§ **What to work on**
Could you repeat every line below exactly, skipping the images?

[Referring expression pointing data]
═══
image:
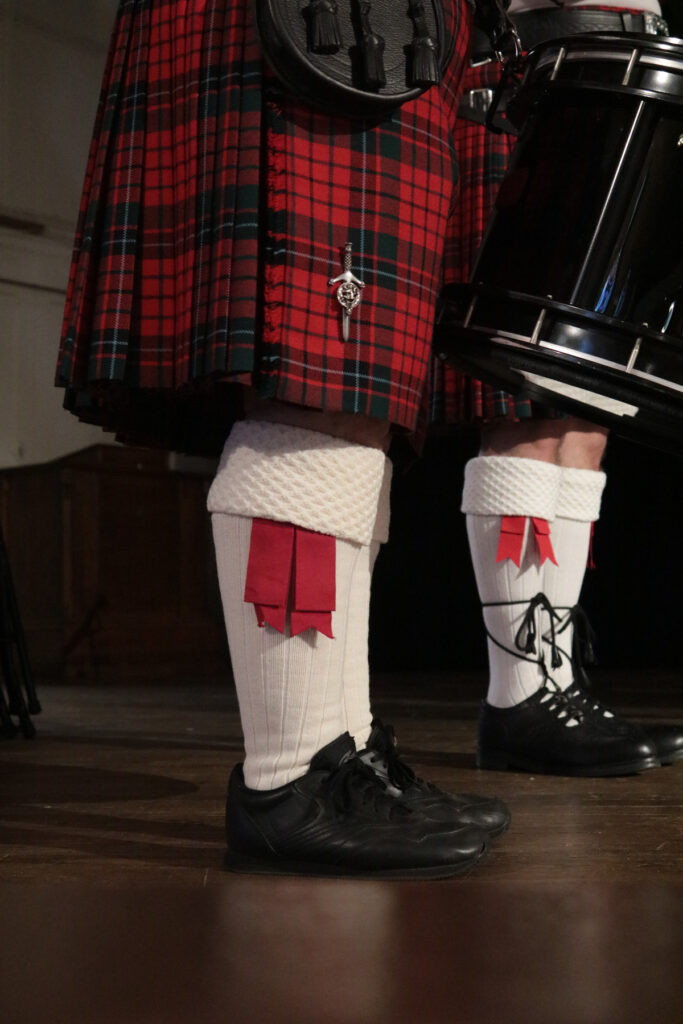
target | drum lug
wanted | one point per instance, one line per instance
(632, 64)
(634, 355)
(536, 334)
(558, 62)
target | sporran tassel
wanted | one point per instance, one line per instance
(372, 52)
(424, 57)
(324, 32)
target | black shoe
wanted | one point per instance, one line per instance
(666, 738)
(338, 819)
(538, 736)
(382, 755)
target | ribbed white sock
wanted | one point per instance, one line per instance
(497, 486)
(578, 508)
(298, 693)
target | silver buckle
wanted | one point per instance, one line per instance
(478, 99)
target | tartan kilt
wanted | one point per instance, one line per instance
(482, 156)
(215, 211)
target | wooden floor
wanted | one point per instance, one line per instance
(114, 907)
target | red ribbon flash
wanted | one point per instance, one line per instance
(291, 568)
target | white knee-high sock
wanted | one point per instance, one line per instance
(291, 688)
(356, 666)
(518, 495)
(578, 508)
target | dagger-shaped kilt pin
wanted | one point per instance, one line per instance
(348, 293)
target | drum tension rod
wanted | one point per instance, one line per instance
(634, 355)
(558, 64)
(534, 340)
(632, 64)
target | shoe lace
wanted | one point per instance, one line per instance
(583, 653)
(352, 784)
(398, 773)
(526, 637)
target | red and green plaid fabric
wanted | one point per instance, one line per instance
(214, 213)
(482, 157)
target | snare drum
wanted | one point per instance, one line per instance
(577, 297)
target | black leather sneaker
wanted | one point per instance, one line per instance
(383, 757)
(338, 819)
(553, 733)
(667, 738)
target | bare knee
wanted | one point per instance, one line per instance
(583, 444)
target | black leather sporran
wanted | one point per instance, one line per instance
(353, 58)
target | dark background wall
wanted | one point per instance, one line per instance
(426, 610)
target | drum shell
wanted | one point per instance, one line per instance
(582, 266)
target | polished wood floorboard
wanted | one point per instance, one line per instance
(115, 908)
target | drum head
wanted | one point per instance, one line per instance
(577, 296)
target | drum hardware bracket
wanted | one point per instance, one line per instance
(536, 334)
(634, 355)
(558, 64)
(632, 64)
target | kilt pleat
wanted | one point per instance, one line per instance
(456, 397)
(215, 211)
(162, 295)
═══
§ **Your response**
image:
target | drum lug
wanted | one point per instance, one line per instance
(632, 64)
(634, 355)
(536, 334)
(558, 62)
target | sporran tassel
wanted | one point per instance, one line per instance
(372, 52)
(424, 57)
(324, 32)
target | black shoe
wanted | one point per instance, one line per instance
(666, 738)
(338, 819)
(538, 736)
(382, 755)
target | ribbed white sock
wanted | one point per instance, one line per instance
(497, 486)
(578, 508)
(298, 693)
target | silver buckle
wanted | one point per instance, one line per instance
(478, 99)
target | tartan kilt
wanted | one point per instance, one line per instance
(482, 156)
(215, 211)
target | wooden floor
wanted | one point per instance, one line per instance
(114, 907)
target | red ribbon flash
wanted | one point per instance, one line per instance
(291, 568)
target | white knee-high sock
wanted | one point per instance, one line per instance
(291, 688)
(356, 666)
(518, 495)
(578, 508)
target | dagger-shaped kilt pin
wanted | one point per instance, one line per instance
(348, 293)
target | drum tension rod
wanted | one point per instance, one line per instance
(634, 355)
(558, 64)
(534, 340)
(632, 64)
target | shoe lace
wanted | one point per instance, one line per instance
(583, 653)
(352, 784)
(398, 773)
(526, 637)
target | red and green plaid fabric
wanted | one point per instance, one line per instance
(214, 213)
(482, 157)
target | snare drum
wanted | one point per instance, one line per instance
(577, 297)
target | black leather sneaker
wanted | one point per instance, one line per instance
(383, 757)
(338, 819)
(553, 733)
(667, 738)
target | bare knee
wanted | one point per instance, one line per instance
(583, 444)
target | black leather sporran
wanted | one point per instance, one line per instance
(353, 58)
target | dark background wall
wanted | one point per instance, one line per instance
(426, 610)
target | drum shell
wanted | one point per instance, one line per instance
(582, 266)
target | polished wood floorboard
wanted | one point per instance, one line per instance
(115, 908)
target | drum head
wanted | one point per instance, one line per instance
(577, 296)
target | drum hardware bracket
wanted | one point per instance, one line per instance
(536, 334)
(634, 355)
(558, 64)
(632, 64)
target | kilt pleat
wanted | one point per instance, one line per instance
(456, 397)
(215, 211)
(162, 295)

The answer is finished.